(Dataset items)
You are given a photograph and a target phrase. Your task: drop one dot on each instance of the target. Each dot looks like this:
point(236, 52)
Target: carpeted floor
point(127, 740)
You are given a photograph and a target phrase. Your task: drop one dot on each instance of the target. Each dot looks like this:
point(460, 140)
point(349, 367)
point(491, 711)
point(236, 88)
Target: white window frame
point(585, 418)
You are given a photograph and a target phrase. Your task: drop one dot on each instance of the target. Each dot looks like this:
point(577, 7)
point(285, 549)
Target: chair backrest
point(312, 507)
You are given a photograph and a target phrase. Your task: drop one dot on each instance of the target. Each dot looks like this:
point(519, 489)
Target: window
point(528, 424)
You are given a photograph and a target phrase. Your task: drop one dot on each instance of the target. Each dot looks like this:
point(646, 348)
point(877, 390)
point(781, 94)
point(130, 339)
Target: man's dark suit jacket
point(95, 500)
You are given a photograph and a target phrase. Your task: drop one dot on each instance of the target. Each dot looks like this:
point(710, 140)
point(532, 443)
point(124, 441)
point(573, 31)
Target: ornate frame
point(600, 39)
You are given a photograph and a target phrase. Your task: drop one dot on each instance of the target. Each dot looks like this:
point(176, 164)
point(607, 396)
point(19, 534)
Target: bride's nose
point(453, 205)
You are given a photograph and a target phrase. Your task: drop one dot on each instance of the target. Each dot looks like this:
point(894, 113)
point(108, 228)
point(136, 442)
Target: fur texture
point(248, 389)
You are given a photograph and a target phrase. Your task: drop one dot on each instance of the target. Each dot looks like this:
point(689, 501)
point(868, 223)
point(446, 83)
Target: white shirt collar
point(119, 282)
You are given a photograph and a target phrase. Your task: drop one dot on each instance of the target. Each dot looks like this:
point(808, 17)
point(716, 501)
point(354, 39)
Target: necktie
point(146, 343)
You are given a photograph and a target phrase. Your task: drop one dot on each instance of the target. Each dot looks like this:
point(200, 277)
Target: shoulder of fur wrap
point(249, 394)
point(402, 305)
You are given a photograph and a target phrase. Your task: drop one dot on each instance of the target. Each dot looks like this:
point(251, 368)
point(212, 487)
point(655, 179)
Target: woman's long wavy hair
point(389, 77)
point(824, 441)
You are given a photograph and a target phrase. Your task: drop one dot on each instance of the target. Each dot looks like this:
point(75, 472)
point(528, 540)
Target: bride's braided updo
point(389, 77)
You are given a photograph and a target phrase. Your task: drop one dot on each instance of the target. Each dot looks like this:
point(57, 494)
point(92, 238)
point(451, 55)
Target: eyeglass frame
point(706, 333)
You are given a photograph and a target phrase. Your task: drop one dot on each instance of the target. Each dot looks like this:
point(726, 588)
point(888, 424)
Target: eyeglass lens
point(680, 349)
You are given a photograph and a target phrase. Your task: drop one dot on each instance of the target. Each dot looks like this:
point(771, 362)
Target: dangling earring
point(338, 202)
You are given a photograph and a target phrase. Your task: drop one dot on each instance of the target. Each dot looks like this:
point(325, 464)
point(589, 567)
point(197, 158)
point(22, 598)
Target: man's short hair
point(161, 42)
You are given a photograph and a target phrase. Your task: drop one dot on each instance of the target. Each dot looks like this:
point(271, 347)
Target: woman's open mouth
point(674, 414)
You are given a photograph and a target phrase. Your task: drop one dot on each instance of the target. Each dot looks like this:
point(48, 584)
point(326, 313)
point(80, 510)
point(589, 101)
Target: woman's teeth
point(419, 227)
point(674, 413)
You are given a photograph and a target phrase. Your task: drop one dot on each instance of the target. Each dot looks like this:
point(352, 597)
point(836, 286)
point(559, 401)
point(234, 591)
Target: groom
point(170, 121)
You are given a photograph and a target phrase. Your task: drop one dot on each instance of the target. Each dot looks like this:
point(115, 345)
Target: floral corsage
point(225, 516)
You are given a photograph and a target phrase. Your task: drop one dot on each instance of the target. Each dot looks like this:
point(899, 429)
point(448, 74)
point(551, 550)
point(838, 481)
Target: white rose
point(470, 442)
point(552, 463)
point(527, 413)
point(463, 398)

▸ Goal of the exercise
Starting with the line with "point(589, 567)" above and going on through the line with "point(838, 481)", transcribe every line exactly, both ends included, and add nothing.

▸ Exercise answer
point(589, 567)
point(197, 158)
point(22, 598)
Target: man's short hair
point(161, 42)
You are given a photograph and a target phrase. Your task: drop one dot on each instance of the target. Each dot looks like this:
point(271, 347)
Target: woman's open mouth
point(674, 414)
You are given a photograph and a target phrase. Your task: drop one dot on each instance of the target. Each dot looks like this:
point(48, 584)
point(326, 313)
point(80, 510)
point(589, 101)
Target: woman's teeth
point(419, 227)
point(674, 413)
You are given a photograph and a target phrase. Your task: drop one dot on each instance of the target. Each dot looks like this:
point(352, 597)
point(836, 286)
point(559, 401)
point(234, 591)
Target: groom
point(170, 121)
You are given a photograph and a target phrase. Your task: drop one dot on each instance of the target. Each dot looks like this:
point(115, 345)
Target: floral corsage
point(225, 516)
You are given a photograph and a target phrase. Your task: drop one dot on each instance of the target. Each dot looks like this:
point(899, 429)
point(448, 74)
point(551, 550)
point(838, 481)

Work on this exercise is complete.